Dass es sich hier um kein Versehen handelt, legt die Personalie Stephen Bannon nahe: Trumps Chefstratege und bis kürzlich Geschäftsführer der Internetplattform Breitbart hat es wie kein anderer geschafft, die Alt-Right-Bewegung aus rassistischen Nationalisten, Antisemiten und Migrationskritikern zugunsten Trumps zu kanalisieren. Breitbart bedient sich eines einfachen Tricks – antisemitische Aussagen werden von jüdischen Autoren gemacht. So kann der Antisemitismus der Leserschaft bedient werden, ohne dass sich die Betreiber der Plattform selbst angreifbar machen müssen.

 

Ein Beispiel: Autor Matthew Tyrmand nutzte gleich zwei antisemitische Stereotype, um die Journalistin Anne Applebaum zu kritisieren: Nicht einmal die Hölle könne mit der Rachsucht einer verschmähten polnisch-jüdisch-amerikanischen Elitenfrau mithalten. Seine Abwandlung des Zitats des britischen Poeten William Congreve deutete damit sowohl die »jüdische Weltverschwörung« an, wie auch das Vorurteil der jüdischen Rachsucht. Der Grund: Applebaum hatte kritisch über Russland berichtet. Weitere Anwendung der »jüdischen Weltverschwörung«: Milliardär George Soros wird auf Breitbart nur noch als »Puppenspieler« bezeichnet, seitdem er sich für einen Verbleib Großbritanniens in der EU einsetzt.

Sollten sich Jerusalems Hoffnungen nicht erfüllen, könnte Bannons Antisemitismus ein größeres Thema in Israel werden

 

Gleichzeitig ist die Plattform ein vom Juden Andrew Breitbart gegründetes Medium, welches sich eine klare pro-israelische Haltung auf die Fahnen geschrieben hat. David Friedmann, Trumps Anwalt und designierter US-Botschafter in Israel, steht den nationalreligiösen Rechten und der Siedlerbewegung nahe. Die Stiftung von Trumps Schwiegersohn und Chefberater Jared Kushner hat Recherchen von Haaretz und Washington Post zufolge allein zwischen 2011 und 2013 knapp 50.000 US-Dollar an Siedler im Westjordanland gespendet.

 

Antisemitismus und proisraelische Politik? Diese Kombination ist kontraintuitiv, aber weniger abwegig, als sie zunächst erscheint: Im Interview mit dem jüdisch-amerikanischen Online-Magazin Forward erklärt der Religionssoziologe Steven M. Cohen vom Hebrew Union College in Jerusalem, dass es nur »wenig Korrelation« zwischen Antisemitismus und Anti-Zionismus gebe. Antisemitismus könne zwar bei anti-zionistischen Linken gefunden werden, aber auch bei zionistischen Rechten: »Viele Menschen, die Juden nicht mögen, mögen Israel. Und viele Menschen, die Israel kritisieren, mögen Juden sehr gerne.« Ähnlich erklärt es die Soziologin Todd Gitlin von der Columbia University gegenüber der Plattform: »Antisemitismus und rechte Solidarität mit Israel sind beides Arten von Ultranationalismus.« Die beiden Konzepte seien kompatibel, weil beide auf der Idee einer sich abschottenden, unberührten Stammesgesellschaft basieren, einen »Reinheitsfetisch« haben.

- _Aufgabenstellung_
Schreiben Sie aus dem Textauszug über Breitbart alles von „Dass es sich“ bis hinunter zu „angreifbar machen müssen.“ erneut ab. Ersetzen Sie dabei „Leserschaft“ durch „Anhängerschaft“.

- _Bereitgestelltes Material_

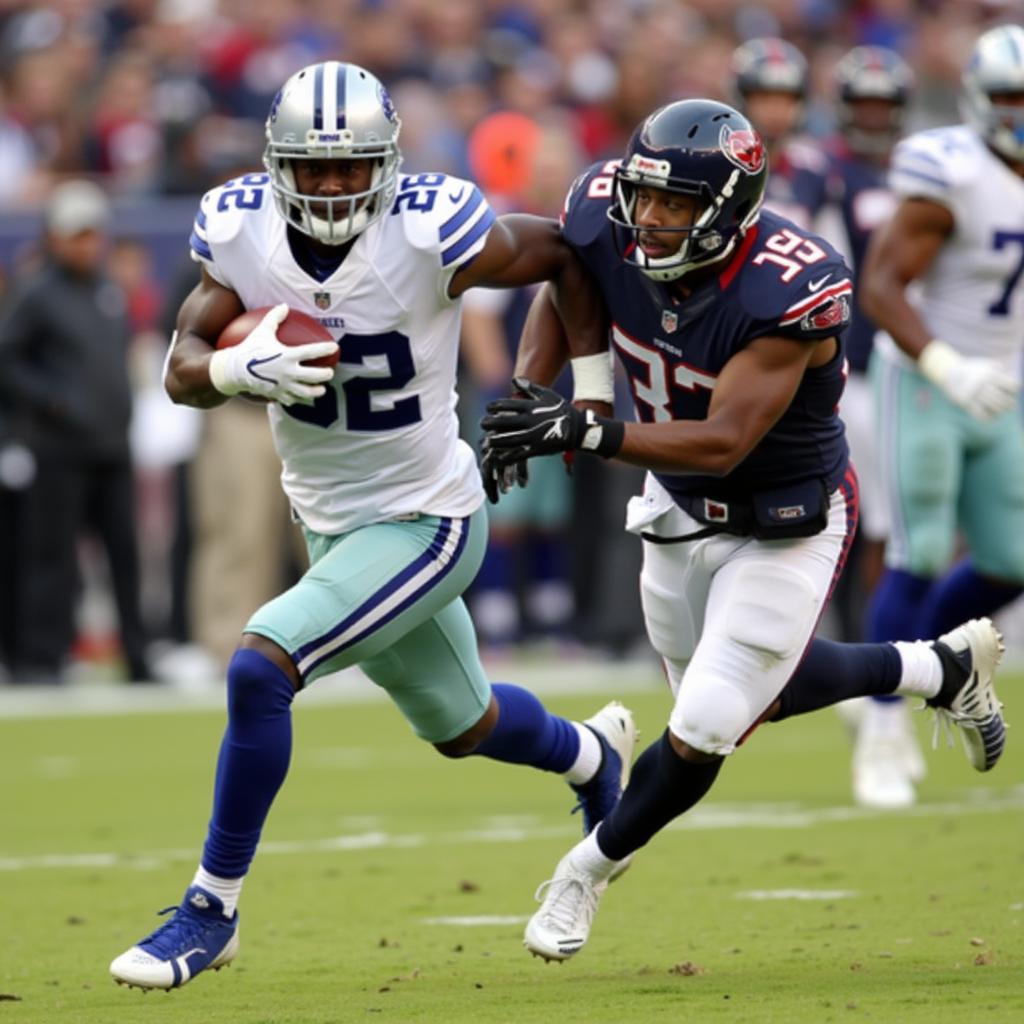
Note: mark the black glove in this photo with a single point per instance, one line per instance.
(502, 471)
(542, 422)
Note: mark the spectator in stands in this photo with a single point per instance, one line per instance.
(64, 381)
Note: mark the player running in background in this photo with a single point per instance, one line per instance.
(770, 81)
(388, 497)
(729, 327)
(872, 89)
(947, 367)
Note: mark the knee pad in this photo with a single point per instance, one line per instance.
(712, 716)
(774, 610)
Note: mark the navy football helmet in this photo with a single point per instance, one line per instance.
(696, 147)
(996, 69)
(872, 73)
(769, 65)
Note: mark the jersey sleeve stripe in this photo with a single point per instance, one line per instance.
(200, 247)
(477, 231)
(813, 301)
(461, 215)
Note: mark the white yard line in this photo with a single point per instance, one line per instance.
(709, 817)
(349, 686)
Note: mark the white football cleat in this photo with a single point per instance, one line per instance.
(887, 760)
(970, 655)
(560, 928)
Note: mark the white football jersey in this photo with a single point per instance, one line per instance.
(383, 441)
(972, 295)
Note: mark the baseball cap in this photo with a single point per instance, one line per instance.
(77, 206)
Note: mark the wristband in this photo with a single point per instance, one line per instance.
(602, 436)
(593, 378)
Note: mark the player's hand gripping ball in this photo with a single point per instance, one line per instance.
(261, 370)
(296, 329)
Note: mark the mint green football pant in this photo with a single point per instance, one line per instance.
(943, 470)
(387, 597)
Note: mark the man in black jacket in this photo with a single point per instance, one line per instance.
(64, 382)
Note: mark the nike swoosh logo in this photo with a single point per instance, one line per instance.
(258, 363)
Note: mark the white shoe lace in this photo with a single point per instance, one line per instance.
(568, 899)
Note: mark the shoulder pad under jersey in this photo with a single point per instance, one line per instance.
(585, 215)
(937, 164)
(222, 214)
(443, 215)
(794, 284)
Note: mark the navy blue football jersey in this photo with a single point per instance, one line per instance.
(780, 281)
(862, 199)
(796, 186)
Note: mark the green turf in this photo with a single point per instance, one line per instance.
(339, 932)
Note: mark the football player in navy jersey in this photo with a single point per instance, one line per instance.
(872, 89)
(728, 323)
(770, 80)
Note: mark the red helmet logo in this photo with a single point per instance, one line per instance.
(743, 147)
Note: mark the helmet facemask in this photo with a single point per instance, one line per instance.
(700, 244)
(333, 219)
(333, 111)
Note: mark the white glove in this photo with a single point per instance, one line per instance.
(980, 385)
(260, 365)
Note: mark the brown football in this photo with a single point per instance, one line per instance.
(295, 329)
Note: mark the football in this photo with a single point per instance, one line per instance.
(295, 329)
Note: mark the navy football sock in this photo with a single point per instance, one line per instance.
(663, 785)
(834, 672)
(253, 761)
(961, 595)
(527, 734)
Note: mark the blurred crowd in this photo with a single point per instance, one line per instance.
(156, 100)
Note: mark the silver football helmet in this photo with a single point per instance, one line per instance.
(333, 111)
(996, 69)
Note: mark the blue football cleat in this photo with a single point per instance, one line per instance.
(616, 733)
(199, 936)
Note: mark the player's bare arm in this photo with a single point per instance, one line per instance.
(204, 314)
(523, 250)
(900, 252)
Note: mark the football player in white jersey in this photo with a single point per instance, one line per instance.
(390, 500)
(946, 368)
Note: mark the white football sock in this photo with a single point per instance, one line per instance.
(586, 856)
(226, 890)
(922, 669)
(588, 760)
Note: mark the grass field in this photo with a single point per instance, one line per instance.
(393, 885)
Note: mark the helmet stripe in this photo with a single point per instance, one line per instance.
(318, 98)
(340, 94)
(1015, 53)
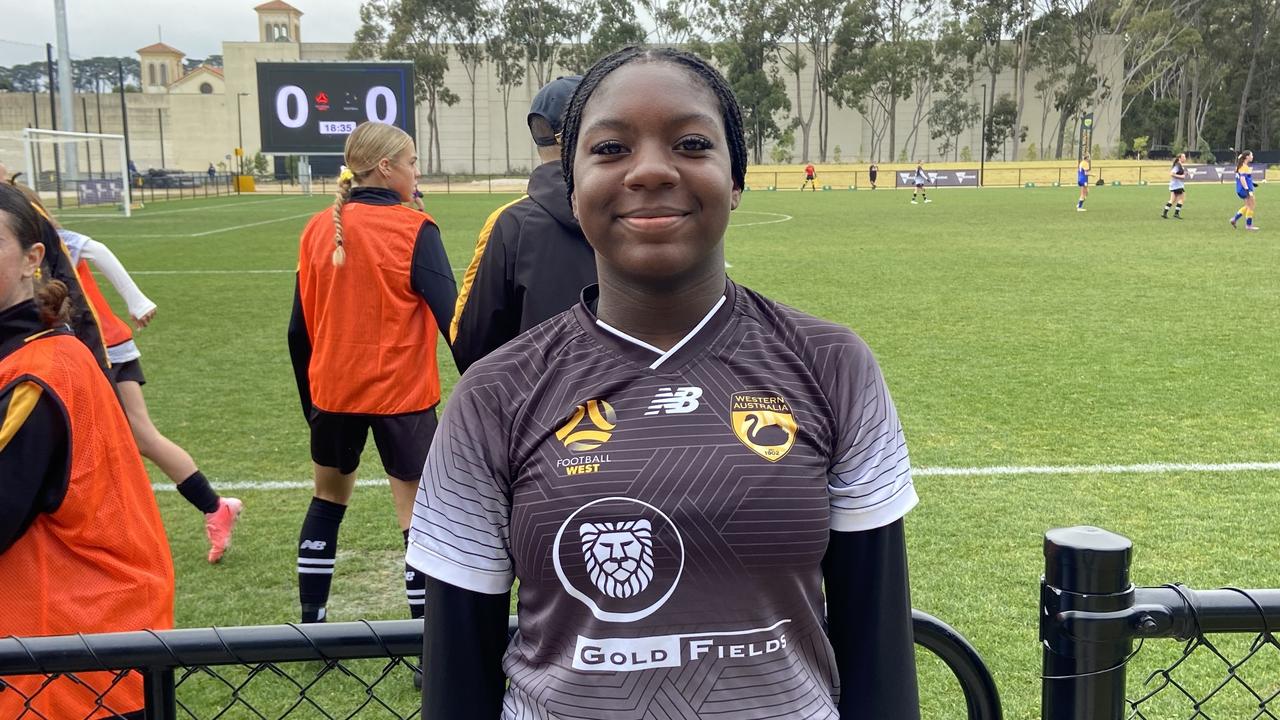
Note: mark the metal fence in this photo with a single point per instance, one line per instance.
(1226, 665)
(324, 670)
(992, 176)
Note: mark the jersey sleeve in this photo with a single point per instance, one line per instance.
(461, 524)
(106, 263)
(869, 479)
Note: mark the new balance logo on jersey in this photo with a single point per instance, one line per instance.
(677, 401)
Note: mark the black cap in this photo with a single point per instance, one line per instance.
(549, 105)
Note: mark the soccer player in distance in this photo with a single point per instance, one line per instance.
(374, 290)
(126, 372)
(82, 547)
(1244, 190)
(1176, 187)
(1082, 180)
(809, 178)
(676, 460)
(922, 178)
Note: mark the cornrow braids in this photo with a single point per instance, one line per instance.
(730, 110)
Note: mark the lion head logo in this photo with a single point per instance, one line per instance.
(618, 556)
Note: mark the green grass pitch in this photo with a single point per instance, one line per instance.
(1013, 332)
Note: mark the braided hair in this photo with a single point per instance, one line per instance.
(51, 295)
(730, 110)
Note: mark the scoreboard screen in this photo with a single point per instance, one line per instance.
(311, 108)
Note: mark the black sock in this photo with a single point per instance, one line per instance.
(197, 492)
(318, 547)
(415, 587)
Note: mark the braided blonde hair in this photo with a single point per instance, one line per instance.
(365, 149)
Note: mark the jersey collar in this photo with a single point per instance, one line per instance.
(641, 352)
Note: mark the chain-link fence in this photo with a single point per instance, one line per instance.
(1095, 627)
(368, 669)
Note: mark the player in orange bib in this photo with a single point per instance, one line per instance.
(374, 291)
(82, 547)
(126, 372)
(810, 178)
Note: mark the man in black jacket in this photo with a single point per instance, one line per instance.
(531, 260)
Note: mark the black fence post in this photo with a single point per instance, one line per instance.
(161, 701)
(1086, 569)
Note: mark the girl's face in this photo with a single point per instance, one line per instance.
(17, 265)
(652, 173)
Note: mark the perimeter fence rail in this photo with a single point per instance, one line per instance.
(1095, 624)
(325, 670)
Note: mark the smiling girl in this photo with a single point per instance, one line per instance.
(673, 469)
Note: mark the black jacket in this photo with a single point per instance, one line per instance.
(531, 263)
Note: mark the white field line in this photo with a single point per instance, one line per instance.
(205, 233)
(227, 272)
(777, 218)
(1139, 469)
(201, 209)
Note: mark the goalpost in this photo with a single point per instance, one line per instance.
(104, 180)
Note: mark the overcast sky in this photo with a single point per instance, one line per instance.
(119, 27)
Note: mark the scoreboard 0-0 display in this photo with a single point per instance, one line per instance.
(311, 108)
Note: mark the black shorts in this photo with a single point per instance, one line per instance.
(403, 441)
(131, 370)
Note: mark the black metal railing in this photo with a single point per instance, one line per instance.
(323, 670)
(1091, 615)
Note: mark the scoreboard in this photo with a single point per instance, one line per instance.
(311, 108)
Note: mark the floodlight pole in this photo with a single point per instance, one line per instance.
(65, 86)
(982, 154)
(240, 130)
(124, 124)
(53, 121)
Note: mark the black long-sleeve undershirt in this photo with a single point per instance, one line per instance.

- _Lösung_
Dass es sich hier um kein Versehen handelt, legt die Personalie Stephen Bannon nahe: Trumps Chefstratege und bis kürzlich Geschäftsführer der Internetplattform Breitbart hat es wie kein anderer geschafft, die Alt-Right-Bewegung aus rassistischen Nationalisten, Antisemiten und Migrationskritikern zugunsten Trumps zu kanalisieren. Breitbart bedient sich eines einfachen Tricks – antisemitische Aussagen werden von jüdischen Autoren gemacht. So kann der Antisemitismus der Anhängerschaft bedient werden, ohne dass sich die Betreiber der Plattform selbst angreifbar machen müssen.